**Problem statement**
For every line in the records below that holds "shoe", make a copy.

**Record extracts**
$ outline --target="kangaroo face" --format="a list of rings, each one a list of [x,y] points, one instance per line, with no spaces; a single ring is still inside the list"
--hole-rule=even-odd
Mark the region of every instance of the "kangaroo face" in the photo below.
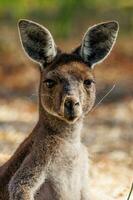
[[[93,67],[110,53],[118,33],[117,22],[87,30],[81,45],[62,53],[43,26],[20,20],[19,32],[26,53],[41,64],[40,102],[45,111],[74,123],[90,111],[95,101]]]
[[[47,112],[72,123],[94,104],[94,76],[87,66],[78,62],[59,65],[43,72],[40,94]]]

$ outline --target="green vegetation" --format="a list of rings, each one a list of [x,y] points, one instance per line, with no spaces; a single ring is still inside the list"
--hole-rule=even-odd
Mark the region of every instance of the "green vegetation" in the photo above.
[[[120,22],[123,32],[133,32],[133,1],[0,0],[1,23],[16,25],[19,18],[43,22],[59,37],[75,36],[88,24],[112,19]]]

...

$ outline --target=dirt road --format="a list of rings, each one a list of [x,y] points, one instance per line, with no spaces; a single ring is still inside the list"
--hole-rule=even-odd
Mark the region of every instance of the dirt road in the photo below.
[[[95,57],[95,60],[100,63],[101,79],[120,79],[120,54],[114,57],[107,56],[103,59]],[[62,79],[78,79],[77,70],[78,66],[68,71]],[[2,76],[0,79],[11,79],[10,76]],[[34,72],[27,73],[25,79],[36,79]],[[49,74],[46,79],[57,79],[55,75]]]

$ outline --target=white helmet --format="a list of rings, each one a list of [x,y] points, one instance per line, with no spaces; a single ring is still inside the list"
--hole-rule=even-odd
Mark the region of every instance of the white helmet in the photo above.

* * *

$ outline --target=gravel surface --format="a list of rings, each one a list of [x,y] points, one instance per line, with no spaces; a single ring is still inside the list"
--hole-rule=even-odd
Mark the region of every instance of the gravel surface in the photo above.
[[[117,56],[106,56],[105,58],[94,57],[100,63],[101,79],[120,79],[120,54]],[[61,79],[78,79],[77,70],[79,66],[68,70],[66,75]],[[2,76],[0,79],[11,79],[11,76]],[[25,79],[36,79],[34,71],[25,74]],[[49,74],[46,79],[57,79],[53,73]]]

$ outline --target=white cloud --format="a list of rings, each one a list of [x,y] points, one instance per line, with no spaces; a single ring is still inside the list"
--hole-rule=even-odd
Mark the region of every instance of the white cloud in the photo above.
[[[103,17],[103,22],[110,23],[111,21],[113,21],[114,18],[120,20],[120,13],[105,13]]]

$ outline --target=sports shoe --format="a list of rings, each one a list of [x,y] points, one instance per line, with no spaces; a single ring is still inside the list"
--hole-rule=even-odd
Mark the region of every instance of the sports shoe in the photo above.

**Your response**
$ outline --target=sports shoe --format="a list of rings, each one a list of [x,y] points, one instance per line, with no spaces; a single ring is still inside the list"
Mark the region of every instance of the sports shoe in the photo above.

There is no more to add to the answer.